** What to do **
Reprint all entries without any alteration.

** The data **
== Segment start ==

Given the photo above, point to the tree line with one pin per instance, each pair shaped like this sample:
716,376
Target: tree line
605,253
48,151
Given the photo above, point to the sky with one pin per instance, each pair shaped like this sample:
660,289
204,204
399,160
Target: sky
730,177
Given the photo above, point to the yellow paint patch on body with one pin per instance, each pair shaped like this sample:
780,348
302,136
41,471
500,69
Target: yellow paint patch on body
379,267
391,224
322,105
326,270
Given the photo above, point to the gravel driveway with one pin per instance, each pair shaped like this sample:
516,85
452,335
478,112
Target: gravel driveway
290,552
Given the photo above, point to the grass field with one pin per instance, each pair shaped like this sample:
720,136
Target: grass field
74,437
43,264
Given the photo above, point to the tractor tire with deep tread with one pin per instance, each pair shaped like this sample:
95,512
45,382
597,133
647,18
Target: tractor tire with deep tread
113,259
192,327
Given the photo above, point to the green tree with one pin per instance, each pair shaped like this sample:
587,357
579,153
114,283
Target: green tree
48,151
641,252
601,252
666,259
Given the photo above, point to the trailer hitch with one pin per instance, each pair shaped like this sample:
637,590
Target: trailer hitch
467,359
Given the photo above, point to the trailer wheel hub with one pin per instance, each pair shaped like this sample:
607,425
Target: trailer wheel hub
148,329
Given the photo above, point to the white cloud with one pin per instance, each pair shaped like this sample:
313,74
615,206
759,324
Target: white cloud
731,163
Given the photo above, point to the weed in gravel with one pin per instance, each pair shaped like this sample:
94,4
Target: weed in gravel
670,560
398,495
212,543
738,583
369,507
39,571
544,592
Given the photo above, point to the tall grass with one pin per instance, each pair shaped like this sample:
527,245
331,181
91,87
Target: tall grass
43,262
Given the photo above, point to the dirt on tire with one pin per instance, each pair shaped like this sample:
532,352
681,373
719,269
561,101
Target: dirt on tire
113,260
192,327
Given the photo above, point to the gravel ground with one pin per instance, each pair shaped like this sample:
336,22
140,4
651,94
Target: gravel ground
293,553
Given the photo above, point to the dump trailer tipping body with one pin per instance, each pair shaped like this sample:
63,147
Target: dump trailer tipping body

== Segment end ==

** Task response **
Given the photo above, point to the tree line with one pin per instance, each pair shaped like this sample:
716,376
Target: tree line
605,253
48,151
Given the photo above, point to the sky with one pin per instance, each pair shaped like this sample:
660,289
204,204
399,160
Target: sky
730,177
Given the photo above, point to the yellow paint patch on body with one pin per instance, each pair shaped like this sample:
780,348
302,136
41,471
500,69
Target: yellow paint patch on body
379,267
391,224
322,105
326,270
Given the photo above, point to the gravel driveway with one pin per instance, each pair shaped like this sample:
516,85
452,335
478,112
Target: gravel driveway
290,552
Given the photo above, point to the grass field with one pin per instance, each pair shaped like this sample:
720,136
Target: grass field
74,437
43,264
Given the photo above, point to the tractor tire with deep tread with one pin per instance, each pair shaped like this sample:
95,512
45,382
597,133
647,18
Target: tractor tire with deep tread
113,259
192,327
Given the photo above, point to the green tree with one pin per instance, each pair shaped like this sample:
587,357
579,153
114,283
Target: green tree
48,151
641,252
601,252
666,259
Given the photo above, point to the trailer hitch with one pin per instance, each pair shaped like this sample:
637,590
Target: trailer hitch
467,359
Given the photo above, point to the trailer wheel hub with one pin per instance, each pair shaped like this sample:
607,425
Target: trailer wheel hub
148,329
Given the photo above, point to the white cloud with one pin per instance, each pair shaped like this sample:
313,74
615,206
759,324
Target: white cloud
731,163
Given the photo above, point to the weed in gravel with one pin per instance, each pair shaped like this sample:
94,4
Target: weed in gravel
670,560
398,495
212,543
738,583
369,507
39,571
544,592
Given the photo above, point to the tall grass with one pin per instance, each pair shaped like this sample:
527,245
331,181
91,87
Target: tall grass
43,262
Given the photo above, point to the dirt on tire with one pin per instance, each pair shaped like this sample:
532,352
681,373
719,269
561,101
Target: dirt on tire
113,260
192,327
Given the photo above, point to the gravel ground with one pin per instance, each pair shaped like this sample:
336,22
140,4
651,94
Target: gravel ground
293,553
Given the photo above, point to the dump trailer tipping body with one pin per instance, each pair shaped like this sample:
63,147
Target: dump trailer tipping body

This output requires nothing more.